#### Data for the task

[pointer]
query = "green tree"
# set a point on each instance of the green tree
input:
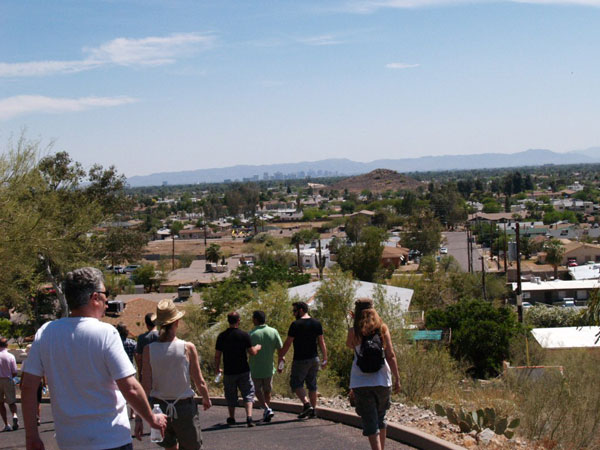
(300, 238)
(423, 233)
(121, 244)
(213, 253)
(555, 252)
(481, 333)
(354, 226)
(144, 275)
(49, 208)
(334, 300)
(364, 258)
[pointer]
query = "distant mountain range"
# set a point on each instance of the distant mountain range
(341, 167)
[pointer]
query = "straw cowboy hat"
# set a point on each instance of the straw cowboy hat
(167, 313)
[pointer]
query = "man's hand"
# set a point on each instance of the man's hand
(34, 444)
(159, 421)
(139, 429)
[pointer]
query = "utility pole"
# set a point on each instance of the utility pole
(505, 249)
(483, 277)
(469, 266)
(173, 251)
(519, 291)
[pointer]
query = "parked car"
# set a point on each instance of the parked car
(131, 268)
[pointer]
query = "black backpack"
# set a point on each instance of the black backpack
(371, 356)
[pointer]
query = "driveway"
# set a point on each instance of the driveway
(456, 242)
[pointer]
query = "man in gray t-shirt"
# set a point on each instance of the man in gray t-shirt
(144, 339)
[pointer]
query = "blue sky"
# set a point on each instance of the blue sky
(167, 85)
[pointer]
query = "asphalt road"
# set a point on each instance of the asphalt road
(456, 242)
(284, 432)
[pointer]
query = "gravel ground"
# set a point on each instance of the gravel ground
(427, 421)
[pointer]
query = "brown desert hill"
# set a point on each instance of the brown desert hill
(377, 181)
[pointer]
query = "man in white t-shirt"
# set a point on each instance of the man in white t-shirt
(89, 374)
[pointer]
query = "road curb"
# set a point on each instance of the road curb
(406, 435)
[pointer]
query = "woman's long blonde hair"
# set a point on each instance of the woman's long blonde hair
(366, 319)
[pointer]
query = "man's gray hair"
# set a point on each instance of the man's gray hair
(81, 284)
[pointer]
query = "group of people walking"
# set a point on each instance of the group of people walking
(92, 378)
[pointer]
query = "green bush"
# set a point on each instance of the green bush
(563, 409)
(425, 371)
(541, 316)
(481, 333)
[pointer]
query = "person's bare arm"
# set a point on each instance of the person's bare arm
(218, 361)
(283, 351)
(136, 397)
(196, 374)
(146, 373)
(252, 351)
(323, 347)
(390, 357)
(350, 339)
(29, 386)
(138, 363)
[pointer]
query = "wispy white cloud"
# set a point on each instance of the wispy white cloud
(25, 104)
(369, 6)
(324, 39)
(401, 66)
(149, 51)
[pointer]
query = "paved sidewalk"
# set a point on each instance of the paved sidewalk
(284, 432)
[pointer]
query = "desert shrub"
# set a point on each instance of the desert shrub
(563, 409)
(334, 300)
(425, 371)
(481, 333)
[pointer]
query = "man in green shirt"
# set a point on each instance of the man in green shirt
(262, 367)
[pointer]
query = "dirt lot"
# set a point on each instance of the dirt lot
(193, 246)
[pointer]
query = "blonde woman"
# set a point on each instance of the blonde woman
(372, 385)
(168, 366)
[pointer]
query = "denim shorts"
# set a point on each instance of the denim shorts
(241, 381)
(372, 402)
(304, 370)
(264, 385)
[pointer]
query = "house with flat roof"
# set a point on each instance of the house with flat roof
(550, 292)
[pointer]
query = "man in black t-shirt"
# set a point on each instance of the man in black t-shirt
(305, 333)
(233, 344)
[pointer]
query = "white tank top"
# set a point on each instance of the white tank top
(358, 378)
(170, 371)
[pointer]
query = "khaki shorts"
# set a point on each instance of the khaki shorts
(186, 429)
(7, 391)
(264, 385)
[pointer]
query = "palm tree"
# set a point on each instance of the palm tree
(302, 237)
(213, 253)
(555, 252)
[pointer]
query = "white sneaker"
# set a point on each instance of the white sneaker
(268, 415)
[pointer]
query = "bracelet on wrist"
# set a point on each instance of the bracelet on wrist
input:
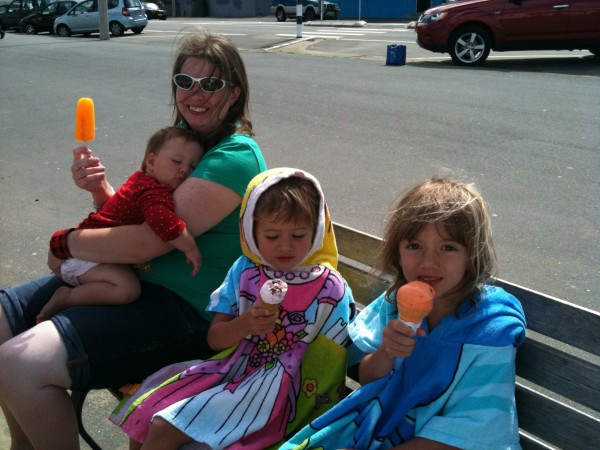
(59, 245)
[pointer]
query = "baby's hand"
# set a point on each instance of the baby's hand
(194, 258)
(260, 320)
(398, 340)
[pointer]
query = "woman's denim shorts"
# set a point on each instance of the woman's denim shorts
(110, 345)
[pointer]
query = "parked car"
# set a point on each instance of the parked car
(44, 19)
(469, 29)
(16, 10)
(310, 10)
(153, 11)
(83, 18)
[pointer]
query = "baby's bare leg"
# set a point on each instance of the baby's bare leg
(105, 284)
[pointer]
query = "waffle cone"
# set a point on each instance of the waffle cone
(269, 306)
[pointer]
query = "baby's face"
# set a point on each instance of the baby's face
(283, 245)
(174, 162)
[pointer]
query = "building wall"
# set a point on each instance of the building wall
(384, 9)
(238, 8)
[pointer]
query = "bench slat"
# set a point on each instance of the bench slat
(364, 284)
(356, 245)
(563, 321)
(555, 422)
(560, 372)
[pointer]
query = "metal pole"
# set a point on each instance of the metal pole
(298, 18)
(103, 19)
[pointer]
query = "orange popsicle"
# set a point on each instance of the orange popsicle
(84, 120)
(415, 301)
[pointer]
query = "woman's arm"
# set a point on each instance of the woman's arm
(200, 203)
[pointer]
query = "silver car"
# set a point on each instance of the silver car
(83, 18)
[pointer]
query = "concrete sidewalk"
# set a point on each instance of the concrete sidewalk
(99, 404)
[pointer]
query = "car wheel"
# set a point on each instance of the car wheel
(63, 31)
(116, 29)
(469, 46)
(310, 15)
(280, 15)
(29, 29)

########

### Work to complete
Go through the records above and copy each line where "bracelet" is found.

### Final answer
query = "bracelet on wrist"
# set a point on each instance of the bracelet on wrist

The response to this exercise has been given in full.